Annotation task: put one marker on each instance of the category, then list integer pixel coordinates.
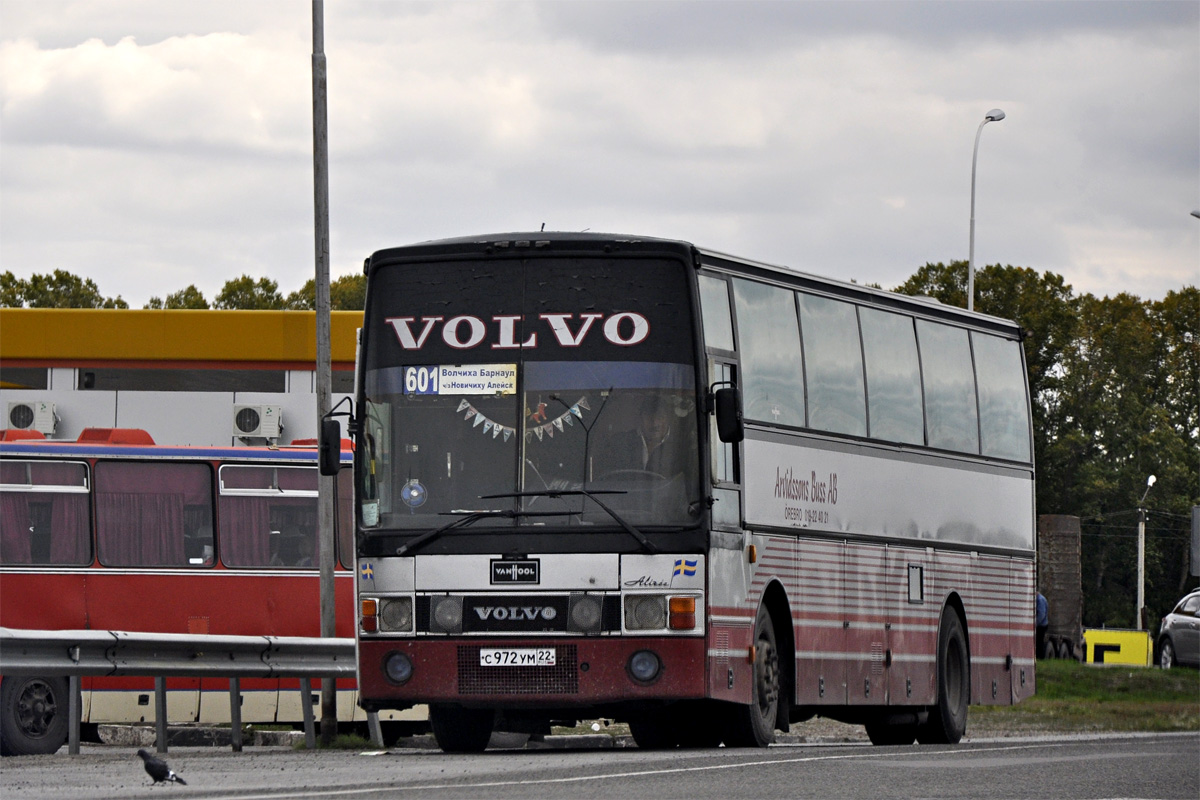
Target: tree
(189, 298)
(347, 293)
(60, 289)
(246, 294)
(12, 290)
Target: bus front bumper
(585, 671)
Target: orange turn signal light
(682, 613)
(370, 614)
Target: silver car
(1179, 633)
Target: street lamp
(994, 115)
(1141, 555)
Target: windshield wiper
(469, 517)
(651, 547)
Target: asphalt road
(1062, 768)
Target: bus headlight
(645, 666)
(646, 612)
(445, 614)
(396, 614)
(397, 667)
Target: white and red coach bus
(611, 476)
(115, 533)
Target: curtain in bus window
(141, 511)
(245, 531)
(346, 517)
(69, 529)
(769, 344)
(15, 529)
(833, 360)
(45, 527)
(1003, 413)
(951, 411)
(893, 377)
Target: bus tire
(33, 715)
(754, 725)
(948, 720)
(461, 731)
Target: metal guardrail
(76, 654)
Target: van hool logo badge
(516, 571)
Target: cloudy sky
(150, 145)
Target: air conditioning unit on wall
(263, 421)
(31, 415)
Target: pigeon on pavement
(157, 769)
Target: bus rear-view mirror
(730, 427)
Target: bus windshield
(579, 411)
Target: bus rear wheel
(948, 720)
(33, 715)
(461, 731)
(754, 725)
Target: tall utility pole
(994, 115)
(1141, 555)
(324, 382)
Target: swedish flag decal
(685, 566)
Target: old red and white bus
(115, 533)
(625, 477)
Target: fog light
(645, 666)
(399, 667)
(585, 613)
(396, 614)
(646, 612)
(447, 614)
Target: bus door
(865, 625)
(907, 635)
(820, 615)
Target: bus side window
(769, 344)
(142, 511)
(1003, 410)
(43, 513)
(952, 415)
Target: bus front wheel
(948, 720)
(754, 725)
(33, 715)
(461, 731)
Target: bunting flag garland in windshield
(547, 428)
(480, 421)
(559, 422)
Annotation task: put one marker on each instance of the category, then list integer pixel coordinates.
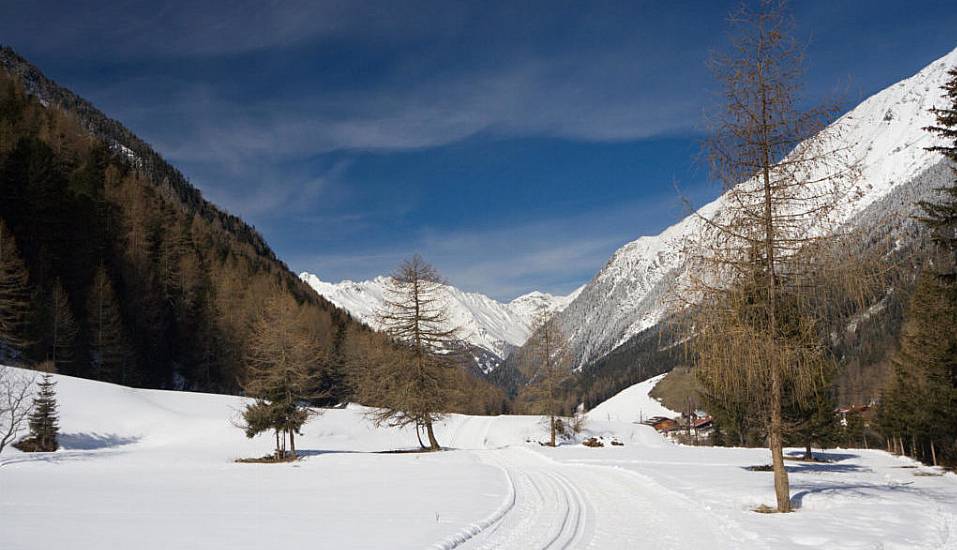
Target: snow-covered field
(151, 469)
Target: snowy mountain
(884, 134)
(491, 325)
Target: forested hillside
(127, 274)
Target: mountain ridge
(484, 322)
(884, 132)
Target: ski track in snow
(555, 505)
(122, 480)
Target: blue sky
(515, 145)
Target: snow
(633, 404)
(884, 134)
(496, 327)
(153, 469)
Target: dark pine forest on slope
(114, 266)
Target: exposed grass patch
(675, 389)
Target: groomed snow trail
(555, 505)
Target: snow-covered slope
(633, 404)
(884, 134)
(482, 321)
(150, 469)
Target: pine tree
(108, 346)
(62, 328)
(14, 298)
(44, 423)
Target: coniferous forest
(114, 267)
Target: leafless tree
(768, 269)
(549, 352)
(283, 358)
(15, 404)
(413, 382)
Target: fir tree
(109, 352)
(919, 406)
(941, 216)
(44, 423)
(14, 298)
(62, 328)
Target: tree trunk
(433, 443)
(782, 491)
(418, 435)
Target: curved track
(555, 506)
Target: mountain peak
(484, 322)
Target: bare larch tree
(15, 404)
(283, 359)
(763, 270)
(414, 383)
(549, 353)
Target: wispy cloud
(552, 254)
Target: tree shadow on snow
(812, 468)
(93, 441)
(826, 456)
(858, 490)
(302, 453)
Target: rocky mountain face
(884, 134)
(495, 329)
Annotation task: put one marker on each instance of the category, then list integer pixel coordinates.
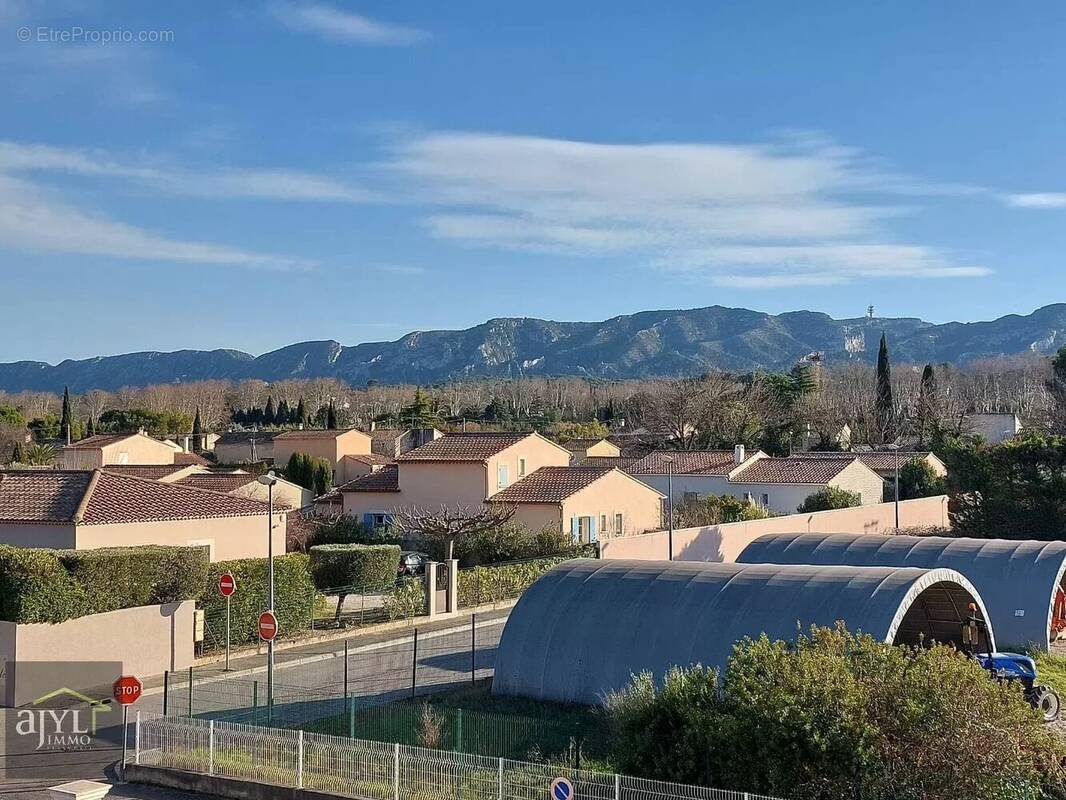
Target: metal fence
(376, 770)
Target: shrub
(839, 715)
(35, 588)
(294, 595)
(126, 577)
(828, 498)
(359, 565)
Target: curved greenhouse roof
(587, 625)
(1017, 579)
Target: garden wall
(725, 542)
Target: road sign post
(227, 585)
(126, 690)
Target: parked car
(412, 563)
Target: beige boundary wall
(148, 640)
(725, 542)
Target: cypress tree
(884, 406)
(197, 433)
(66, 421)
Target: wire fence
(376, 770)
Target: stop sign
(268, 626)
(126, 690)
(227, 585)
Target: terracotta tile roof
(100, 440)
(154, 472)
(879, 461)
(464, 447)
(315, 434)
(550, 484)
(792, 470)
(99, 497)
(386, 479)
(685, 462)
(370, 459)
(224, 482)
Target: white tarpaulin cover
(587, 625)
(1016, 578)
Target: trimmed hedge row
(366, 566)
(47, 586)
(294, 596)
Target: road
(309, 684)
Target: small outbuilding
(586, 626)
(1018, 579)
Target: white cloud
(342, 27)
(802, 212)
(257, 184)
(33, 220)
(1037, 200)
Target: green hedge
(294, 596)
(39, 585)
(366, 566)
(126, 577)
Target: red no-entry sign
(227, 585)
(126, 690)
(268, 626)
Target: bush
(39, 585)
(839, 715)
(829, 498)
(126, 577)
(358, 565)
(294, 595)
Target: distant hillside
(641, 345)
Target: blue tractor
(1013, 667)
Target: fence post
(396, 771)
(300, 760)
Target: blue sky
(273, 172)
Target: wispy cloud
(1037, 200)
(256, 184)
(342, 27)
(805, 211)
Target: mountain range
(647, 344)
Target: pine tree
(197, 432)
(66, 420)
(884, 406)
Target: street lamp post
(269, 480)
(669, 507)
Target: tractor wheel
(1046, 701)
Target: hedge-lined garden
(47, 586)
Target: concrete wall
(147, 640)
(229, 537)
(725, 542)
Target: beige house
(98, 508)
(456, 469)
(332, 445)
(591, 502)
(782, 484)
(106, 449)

--------

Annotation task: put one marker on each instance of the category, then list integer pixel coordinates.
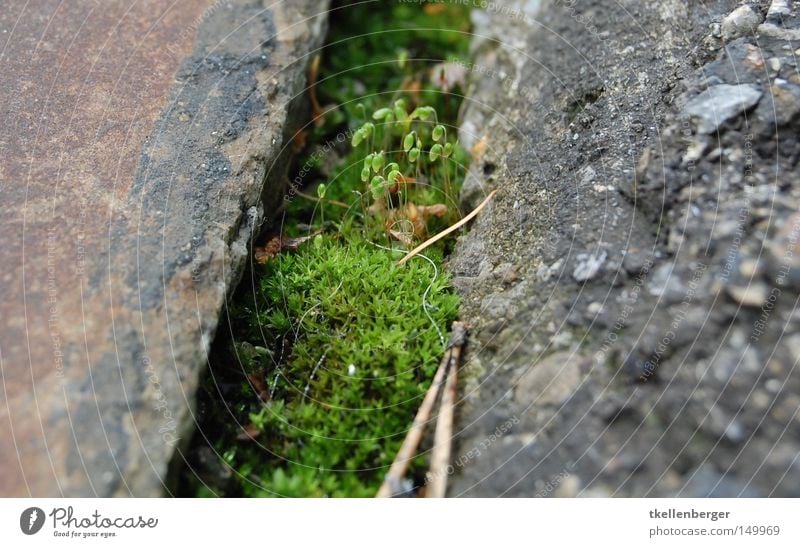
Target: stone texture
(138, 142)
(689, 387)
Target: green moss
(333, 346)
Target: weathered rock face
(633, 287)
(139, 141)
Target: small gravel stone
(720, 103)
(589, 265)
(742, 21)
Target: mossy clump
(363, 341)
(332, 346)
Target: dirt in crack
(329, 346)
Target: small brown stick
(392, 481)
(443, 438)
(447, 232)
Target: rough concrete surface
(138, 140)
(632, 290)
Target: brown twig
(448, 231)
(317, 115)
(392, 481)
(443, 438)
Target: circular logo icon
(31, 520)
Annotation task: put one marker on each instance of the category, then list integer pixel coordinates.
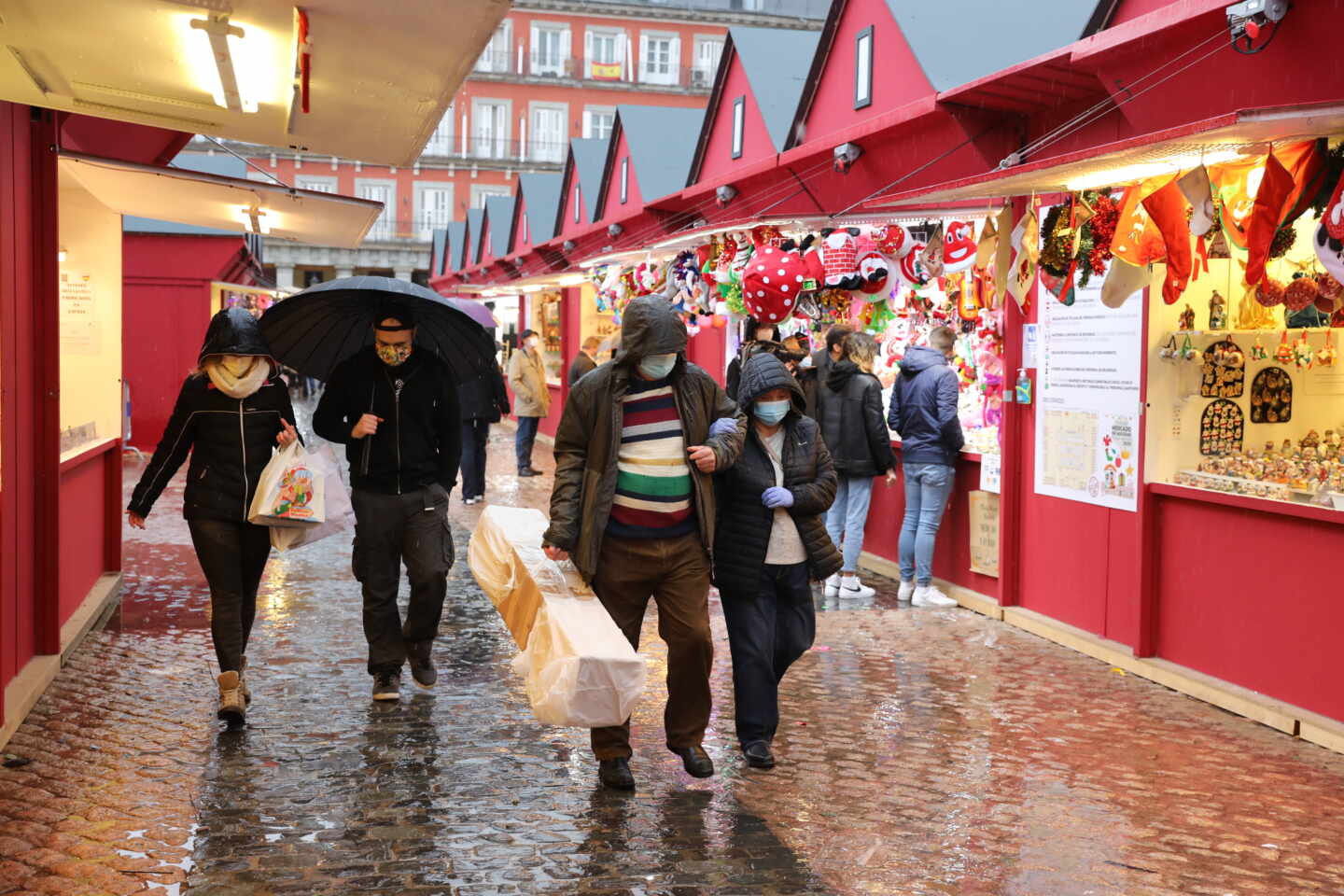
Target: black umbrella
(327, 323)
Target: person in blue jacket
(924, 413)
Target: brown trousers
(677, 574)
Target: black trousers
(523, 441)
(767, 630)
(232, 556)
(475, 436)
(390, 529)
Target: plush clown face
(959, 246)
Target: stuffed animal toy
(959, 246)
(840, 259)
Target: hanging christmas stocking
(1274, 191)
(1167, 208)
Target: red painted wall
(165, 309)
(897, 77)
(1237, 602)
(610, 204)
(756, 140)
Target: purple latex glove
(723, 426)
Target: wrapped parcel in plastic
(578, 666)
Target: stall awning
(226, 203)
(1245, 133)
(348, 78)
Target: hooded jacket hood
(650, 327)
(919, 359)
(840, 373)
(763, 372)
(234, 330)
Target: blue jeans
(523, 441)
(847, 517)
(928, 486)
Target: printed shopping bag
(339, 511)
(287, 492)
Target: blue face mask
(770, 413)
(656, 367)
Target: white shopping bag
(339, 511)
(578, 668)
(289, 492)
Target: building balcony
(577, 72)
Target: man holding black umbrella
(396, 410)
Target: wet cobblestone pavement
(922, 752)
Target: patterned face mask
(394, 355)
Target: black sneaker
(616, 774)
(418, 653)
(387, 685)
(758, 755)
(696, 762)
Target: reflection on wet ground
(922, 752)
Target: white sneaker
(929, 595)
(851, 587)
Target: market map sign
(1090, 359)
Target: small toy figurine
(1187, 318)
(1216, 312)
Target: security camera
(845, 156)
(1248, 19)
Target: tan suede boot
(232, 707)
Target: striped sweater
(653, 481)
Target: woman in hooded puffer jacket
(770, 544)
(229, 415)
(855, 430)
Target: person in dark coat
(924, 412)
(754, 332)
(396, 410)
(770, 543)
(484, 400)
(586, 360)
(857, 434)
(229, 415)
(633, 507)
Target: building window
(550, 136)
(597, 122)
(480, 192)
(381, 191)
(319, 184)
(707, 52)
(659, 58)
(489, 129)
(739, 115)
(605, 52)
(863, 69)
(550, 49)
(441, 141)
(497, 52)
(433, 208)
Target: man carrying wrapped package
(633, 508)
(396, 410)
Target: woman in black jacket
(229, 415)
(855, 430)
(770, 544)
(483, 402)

--------

Exercise: Extract every line of the records above that contains the string "tractor".

Response below:
Target: blue tractor
Target: tractor wheel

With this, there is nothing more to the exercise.